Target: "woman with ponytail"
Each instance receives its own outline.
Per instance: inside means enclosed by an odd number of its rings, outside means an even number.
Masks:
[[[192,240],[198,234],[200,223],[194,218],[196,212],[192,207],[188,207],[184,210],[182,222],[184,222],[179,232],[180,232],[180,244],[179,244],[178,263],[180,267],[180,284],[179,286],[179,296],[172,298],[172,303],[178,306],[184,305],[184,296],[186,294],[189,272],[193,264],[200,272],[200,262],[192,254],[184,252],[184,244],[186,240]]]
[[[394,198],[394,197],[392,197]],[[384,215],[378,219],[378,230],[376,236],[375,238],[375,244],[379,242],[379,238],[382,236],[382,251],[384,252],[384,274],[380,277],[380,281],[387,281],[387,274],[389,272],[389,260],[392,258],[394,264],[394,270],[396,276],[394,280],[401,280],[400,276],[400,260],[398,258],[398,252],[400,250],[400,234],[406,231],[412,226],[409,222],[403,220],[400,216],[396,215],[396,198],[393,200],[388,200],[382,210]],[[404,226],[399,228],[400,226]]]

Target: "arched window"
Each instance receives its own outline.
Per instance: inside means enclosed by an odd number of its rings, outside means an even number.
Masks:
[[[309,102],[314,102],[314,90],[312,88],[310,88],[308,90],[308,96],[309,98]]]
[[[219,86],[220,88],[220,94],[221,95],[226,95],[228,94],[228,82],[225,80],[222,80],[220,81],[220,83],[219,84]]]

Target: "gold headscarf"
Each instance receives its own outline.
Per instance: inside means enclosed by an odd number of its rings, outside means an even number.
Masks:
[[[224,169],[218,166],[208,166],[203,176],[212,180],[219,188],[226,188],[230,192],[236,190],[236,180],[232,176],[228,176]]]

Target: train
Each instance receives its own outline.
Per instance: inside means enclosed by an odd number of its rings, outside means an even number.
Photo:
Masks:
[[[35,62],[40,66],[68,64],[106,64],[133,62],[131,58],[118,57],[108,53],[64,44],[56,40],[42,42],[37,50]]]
+-------+
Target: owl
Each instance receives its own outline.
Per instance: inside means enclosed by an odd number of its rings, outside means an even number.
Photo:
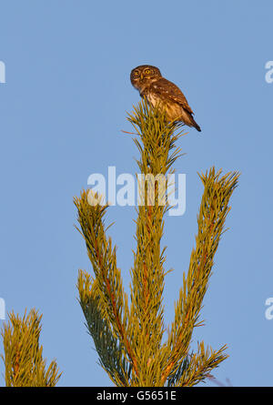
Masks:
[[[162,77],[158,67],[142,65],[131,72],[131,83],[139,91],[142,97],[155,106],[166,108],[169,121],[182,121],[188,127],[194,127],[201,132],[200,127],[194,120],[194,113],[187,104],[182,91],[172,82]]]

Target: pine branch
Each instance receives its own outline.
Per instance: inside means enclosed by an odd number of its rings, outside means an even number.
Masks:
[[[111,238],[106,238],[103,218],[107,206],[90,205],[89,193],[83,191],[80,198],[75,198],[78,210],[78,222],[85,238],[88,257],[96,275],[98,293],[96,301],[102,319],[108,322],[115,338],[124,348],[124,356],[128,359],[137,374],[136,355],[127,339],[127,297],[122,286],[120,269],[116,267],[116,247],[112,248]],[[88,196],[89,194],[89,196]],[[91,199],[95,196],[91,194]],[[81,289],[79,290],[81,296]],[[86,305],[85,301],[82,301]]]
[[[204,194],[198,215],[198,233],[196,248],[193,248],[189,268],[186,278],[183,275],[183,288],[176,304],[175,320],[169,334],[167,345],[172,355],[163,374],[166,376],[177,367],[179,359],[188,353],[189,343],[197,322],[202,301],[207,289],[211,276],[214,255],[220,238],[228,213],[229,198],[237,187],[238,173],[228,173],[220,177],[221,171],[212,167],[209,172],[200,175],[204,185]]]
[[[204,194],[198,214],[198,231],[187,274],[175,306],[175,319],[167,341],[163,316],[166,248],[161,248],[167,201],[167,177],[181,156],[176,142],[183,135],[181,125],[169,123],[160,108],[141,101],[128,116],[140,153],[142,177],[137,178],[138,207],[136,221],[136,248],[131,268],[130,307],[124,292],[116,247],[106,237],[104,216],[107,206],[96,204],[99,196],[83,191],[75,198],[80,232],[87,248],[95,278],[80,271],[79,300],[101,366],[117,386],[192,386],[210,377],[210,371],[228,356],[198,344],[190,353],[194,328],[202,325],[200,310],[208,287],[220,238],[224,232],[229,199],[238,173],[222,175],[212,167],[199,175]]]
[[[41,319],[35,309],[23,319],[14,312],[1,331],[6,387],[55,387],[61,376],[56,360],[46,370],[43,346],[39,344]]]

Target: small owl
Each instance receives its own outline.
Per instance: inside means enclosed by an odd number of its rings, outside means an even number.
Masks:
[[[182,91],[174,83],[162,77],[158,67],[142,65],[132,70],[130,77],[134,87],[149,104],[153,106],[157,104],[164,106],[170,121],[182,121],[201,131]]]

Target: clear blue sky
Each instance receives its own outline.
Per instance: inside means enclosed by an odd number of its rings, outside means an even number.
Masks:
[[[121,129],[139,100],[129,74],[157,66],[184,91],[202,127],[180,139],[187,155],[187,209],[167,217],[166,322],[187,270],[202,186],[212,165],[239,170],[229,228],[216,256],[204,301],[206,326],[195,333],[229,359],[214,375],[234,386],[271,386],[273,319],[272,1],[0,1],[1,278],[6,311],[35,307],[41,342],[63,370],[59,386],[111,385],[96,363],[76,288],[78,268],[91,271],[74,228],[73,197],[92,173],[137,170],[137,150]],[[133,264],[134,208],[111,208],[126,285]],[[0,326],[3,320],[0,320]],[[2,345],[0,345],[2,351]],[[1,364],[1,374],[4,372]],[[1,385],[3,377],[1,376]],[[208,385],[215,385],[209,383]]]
+-------+
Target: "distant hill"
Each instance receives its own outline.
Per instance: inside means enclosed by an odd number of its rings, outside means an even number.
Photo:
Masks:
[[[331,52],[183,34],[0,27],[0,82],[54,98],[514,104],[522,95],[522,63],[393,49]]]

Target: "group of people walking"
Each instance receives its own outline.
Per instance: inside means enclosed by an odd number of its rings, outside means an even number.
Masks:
+-------+
**SET PROBLEM:** Pull out every line of the data above that contains the string "Target", matching case exactly.

**RESPONSE TO THIS TASK:**
Target: "woman with ponytail"
Target: "arched window"
Target: "gold headscarf"
Target: train
Target: owl
Target: pine branch
Target: small owl
Target: clear blue sky
Target: "distant hill"
Target: "group of people walking"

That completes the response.